Task prompt:
Rewrite the data from the line with "Put a marker on every instance of the sky, one" through the line with "[(88, 428), (296, 318), (106, 342), (11, 503)]", including the requests, and return only those lines. Multiply every coordinate in the answers by 0.65 and round each to a whole number, with halves rounded up. Leave the numbers in the requests and their sample formats unchanged.
--- Start ---
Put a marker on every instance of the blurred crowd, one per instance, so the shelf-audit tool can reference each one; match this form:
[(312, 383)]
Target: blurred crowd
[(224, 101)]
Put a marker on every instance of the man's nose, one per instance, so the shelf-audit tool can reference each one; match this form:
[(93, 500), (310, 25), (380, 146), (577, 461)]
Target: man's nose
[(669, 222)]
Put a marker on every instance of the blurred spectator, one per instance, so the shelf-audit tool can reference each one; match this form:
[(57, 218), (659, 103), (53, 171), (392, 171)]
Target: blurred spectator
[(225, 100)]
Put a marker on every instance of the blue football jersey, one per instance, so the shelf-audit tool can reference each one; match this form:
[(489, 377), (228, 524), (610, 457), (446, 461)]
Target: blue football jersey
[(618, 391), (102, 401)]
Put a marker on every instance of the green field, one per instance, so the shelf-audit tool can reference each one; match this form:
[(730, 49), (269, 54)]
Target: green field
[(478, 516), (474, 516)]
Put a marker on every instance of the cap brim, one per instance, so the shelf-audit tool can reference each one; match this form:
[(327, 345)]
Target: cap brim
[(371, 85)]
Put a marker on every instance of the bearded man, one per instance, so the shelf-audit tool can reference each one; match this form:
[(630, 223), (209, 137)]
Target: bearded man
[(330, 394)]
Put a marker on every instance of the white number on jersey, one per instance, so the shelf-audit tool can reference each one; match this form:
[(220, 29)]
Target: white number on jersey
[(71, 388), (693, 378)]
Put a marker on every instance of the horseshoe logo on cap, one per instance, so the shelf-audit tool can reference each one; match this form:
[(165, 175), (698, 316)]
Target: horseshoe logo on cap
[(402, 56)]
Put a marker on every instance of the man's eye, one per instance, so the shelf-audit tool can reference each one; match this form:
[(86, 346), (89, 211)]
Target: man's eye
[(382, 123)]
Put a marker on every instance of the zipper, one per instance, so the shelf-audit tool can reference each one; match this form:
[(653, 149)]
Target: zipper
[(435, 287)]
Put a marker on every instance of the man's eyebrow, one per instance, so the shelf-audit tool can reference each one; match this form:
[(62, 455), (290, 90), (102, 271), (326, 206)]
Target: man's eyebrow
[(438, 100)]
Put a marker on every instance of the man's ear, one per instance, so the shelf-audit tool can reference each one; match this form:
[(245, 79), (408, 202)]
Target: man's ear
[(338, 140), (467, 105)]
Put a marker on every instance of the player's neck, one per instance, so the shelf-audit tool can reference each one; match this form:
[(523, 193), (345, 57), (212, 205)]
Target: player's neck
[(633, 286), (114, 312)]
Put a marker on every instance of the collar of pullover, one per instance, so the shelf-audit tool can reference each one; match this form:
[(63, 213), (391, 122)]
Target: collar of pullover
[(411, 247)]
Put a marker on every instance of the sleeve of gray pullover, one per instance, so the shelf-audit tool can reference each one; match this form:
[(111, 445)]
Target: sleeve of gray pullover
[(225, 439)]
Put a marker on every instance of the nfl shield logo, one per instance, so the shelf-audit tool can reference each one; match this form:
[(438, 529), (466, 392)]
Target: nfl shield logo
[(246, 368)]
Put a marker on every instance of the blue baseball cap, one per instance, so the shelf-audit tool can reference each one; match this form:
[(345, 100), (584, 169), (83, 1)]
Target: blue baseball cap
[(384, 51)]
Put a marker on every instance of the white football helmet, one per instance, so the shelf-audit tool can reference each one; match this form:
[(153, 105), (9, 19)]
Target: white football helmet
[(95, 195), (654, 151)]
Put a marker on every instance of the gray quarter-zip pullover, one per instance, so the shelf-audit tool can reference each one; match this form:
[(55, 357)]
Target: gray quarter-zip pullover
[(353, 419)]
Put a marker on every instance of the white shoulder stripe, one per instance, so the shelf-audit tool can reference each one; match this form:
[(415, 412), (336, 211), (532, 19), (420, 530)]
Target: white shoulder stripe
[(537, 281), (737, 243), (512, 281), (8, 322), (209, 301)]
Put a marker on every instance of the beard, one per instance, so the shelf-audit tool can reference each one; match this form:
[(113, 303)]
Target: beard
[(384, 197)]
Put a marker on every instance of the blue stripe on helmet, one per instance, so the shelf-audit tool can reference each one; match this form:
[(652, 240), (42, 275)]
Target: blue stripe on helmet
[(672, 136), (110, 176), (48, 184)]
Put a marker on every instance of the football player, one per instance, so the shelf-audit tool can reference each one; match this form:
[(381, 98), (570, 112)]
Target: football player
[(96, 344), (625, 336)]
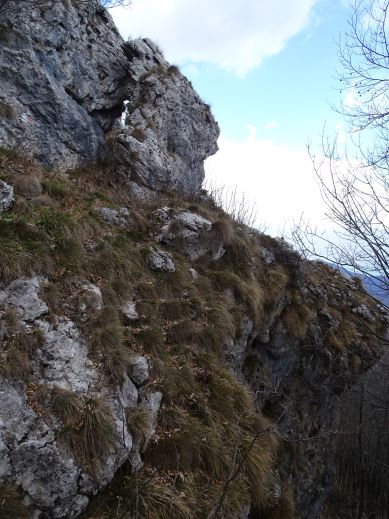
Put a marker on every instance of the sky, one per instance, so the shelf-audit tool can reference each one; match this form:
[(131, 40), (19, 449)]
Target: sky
[(268, 70)]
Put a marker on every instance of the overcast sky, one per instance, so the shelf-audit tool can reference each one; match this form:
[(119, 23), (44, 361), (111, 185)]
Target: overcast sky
[(268, 70)]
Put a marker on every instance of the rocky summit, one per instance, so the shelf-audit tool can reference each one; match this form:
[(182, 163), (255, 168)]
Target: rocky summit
[(158, 358), (69, 83)]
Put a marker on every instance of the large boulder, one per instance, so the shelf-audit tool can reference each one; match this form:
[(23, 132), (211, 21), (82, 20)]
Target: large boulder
[(65, 77)]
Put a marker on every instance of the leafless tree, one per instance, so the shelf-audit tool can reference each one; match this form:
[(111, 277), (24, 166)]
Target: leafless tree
[(108, 4), (354, 178)]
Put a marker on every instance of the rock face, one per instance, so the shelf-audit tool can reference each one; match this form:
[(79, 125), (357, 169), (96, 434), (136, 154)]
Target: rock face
[(65, 73), (169, 131), (32, 454)]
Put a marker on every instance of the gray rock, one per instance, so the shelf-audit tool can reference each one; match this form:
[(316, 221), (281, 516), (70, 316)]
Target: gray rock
[(139, 370), (169, 131), (65, 74), (64, 358), (151, 402), (194, 222), (5, 465), (116, 217), (128, 394), (22, 297), (161, 260), (7, 198), (129, 310)]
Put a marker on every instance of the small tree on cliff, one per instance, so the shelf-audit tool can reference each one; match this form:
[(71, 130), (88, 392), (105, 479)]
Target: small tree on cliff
[(354, 181)]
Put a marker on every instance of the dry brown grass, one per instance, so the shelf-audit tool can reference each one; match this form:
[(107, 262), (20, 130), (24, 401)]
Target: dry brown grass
[(88, 428), (296, 318), (106, 342), (11, 503)]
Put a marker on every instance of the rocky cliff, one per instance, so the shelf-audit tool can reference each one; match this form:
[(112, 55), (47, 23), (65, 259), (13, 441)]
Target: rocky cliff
[(157, 358), (66, 77)]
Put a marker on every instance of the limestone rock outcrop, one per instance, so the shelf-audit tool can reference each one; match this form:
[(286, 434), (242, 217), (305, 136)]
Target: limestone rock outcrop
[(35, 453), (67, 79)]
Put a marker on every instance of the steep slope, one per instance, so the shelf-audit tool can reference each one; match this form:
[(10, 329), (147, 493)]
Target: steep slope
[(163, 331), (157, 358), (66, 76)]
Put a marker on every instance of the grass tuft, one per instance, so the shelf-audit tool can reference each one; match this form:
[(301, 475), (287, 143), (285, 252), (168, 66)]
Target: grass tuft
[(88, 428)]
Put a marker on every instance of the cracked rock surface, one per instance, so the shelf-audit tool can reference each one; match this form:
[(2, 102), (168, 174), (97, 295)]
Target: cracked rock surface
[(32, 455)]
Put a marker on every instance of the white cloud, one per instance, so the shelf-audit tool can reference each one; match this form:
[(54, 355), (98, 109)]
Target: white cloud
[(226, 33), (271, 124), (278, 178)]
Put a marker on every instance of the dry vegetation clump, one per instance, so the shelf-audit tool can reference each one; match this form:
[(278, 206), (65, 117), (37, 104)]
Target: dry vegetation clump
[(296, 318), (17, 347), (106, 343), (88, 428), (11, 503)]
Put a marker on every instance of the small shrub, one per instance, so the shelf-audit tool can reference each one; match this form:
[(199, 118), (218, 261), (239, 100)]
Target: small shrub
[(4, 34), (56, 188), (139, 134), (55, 223), (156, 498), (138, 422), (28, 186), (106, 341), (173, 70), (222, 231), (6, 111), (18, 347), (296, 318)]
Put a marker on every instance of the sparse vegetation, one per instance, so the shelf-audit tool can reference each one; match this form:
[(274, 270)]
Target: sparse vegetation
[(11, 503), (6, 111), (88, 428), (208, 418), (18, 347)]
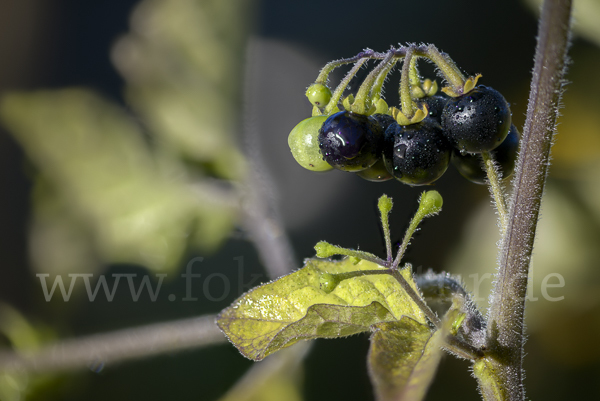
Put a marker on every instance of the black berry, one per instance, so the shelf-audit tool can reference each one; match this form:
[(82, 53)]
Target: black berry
[(376, 173), (470, 165), (416, 154), (348, 141), (477, 121)]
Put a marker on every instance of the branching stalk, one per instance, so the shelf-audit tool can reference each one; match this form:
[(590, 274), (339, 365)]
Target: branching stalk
[(495, 188)]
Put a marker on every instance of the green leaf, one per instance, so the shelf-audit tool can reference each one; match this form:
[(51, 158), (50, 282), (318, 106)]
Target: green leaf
[(403, 358), (295, 307), (101, 190)]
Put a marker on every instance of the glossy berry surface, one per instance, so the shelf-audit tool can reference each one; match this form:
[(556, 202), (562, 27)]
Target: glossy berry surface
[(304, 144), (349, 141), (477, 121), (416, 154), (383, 120), (470, 165), (376, 173)]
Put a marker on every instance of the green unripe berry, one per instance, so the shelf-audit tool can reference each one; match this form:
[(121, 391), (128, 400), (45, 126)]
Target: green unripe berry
[(304, 144), (318, 94), (328, 282), (430, 203), (325, 249)]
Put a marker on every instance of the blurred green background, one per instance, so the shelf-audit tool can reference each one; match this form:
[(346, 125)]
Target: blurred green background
[(121, 143)]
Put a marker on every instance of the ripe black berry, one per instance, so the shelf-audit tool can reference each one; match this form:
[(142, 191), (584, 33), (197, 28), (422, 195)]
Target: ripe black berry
[(383, 120), (477, 121), (348, 141), (416, 154), (378, 172), (470, 165)]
--- End ---
Exercise answer:
Put a marker on every instance of the sky, one per instance, so the shelf-audit tool can reference each one; match this form:
[(131, 40), (19, 449)]
Target: sky
[(174, 46)]
Put a marker on every instance of the overcast sky, one per instance, so the shelf-audit tool can reference each one; match this form:
[(119, 23), (44, 361), (111, 185)]
Target: overcast sky
[(174, 46)]
Put a marker on every instance of the rocky summit, one per instance, so the shelf-audit tool can reference each one; match this form:
[(182, 163), (255, 168)]
Target: rocky summit
[(103, 233), (45, 54)]
Put a marker on every instance of the large boulder, one per instance, so the shelf-audit tool can reference each one; match this form:
[(23, 132), (211, 21), (82, 20)]
Target: large boulder
[(42, 50)]
Put a marker on every instance of the leafless tree, one per instance, so the shelf-audit tool can reference each one; match this form:
[(111, 277), (24, 166)]
Target: leafless tree
[(70, 3), (230, 116)]
Put a marker on every instance of the rock face, one per instance, so the shelf-audit tool can reference each one; match this form:
[(79, 125), (357, 169), (96, 434), (136, 154)]
Target: rock face
[(42, 47), (110, 85), (21, 295)]
Put a marker on every instance of the gray rock, one per instance, so the shelf-audit tool can reference each one; match this form:
[(316, 221), (281, 516), (70, 316)]
Target: gray rock
[(90, 241), (110, 85), (42, 48), (42, 233), (98, 261), (126, 144), (3, 302), (75, 141), (83, 256), (14, 193), (105, 169), (5, 129), (84, 202)]
Put a marker on every instance of the small tree on cliff, one per instance, so the shelf-audit tool can reference each one; match this form:
[(71, 130), (88, 392), (105, 479)]
Target: small tree on cliff
[(230, 118)]
Put a marker on every instance of the dry brown grass, one per instance, so the shelf-audit tool can reference each one; match this form:
[(107, 262), (20, 130), (24, 401)]
Target: dry brown grass
[(57, 278), (192, 207), (69, 222), (7, 327)]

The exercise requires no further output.